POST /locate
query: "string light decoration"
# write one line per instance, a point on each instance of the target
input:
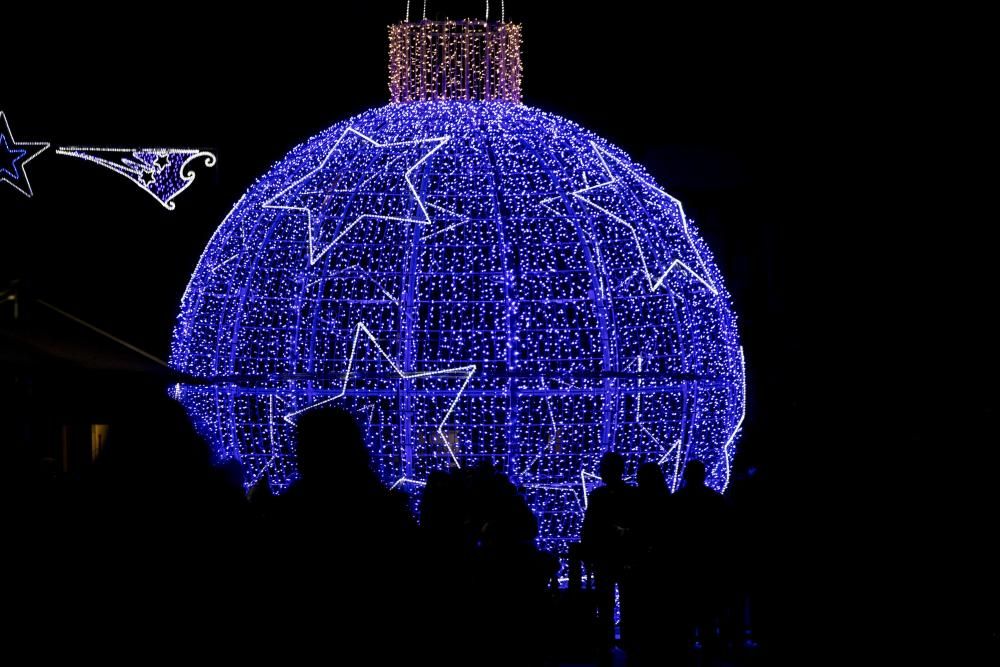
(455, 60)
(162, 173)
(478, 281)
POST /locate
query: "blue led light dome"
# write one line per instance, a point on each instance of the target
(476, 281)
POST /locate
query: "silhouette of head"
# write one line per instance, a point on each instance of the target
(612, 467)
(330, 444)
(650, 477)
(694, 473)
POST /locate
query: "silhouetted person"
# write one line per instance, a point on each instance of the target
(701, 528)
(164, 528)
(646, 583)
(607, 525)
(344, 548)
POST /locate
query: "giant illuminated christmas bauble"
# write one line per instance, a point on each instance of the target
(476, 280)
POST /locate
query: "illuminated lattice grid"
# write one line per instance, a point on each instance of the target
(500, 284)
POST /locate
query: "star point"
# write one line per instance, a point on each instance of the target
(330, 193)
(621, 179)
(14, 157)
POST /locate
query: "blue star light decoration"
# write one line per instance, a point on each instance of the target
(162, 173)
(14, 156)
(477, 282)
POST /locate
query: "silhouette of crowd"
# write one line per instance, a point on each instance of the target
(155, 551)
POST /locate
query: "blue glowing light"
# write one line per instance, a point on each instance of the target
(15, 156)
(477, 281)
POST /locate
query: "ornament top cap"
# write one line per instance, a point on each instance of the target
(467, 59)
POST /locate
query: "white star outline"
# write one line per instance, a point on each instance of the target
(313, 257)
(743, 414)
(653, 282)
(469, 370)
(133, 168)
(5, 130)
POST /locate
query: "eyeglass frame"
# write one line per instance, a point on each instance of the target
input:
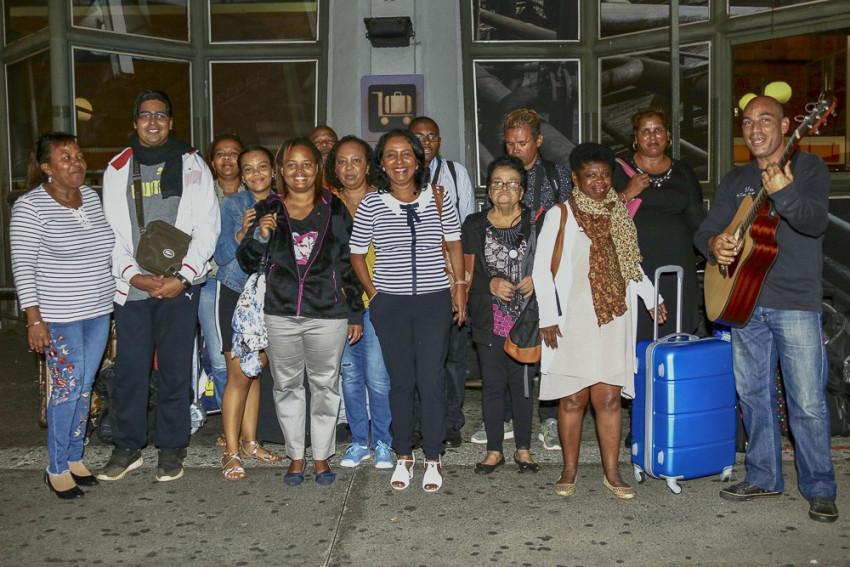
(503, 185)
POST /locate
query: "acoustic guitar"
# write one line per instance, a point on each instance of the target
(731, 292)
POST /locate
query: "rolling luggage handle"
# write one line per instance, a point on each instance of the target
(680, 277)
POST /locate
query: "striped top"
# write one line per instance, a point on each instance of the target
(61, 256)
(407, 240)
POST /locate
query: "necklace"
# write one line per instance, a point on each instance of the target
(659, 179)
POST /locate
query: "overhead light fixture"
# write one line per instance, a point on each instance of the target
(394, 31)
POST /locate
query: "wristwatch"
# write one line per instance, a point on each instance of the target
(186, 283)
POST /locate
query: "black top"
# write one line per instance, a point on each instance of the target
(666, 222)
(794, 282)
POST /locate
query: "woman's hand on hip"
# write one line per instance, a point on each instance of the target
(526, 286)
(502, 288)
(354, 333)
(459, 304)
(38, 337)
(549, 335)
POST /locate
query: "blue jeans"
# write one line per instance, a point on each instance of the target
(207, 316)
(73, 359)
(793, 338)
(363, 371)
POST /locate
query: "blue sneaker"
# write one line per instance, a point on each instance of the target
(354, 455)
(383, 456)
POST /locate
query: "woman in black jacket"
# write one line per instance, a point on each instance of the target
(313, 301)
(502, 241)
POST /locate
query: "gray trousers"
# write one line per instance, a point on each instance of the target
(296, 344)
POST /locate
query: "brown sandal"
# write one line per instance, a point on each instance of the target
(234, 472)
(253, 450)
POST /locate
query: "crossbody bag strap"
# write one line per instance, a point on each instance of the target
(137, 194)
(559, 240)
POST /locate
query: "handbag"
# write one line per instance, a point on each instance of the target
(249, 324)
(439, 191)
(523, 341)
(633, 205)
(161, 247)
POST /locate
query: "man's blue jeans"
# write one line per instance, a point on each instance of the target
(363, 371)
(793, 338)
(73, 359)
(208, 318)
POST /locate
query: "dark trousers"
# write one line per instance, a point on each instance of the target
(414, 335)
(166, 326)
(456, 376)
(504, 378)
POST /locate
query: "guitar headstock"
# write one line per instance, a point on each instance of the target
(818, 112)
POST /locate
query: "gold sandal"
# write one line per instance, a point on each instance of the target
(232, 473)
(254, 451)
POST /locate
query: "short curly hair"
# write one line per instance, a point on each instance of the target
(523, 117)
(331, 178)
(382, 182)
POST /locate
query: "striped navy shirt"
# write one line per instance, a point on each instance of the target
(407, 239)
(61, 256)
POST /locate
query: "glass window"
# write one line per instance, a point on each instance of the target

**Work to be completed**. For the entries above, give only the number of lines that contain the word "sandal".

**Output for this exercise**. 2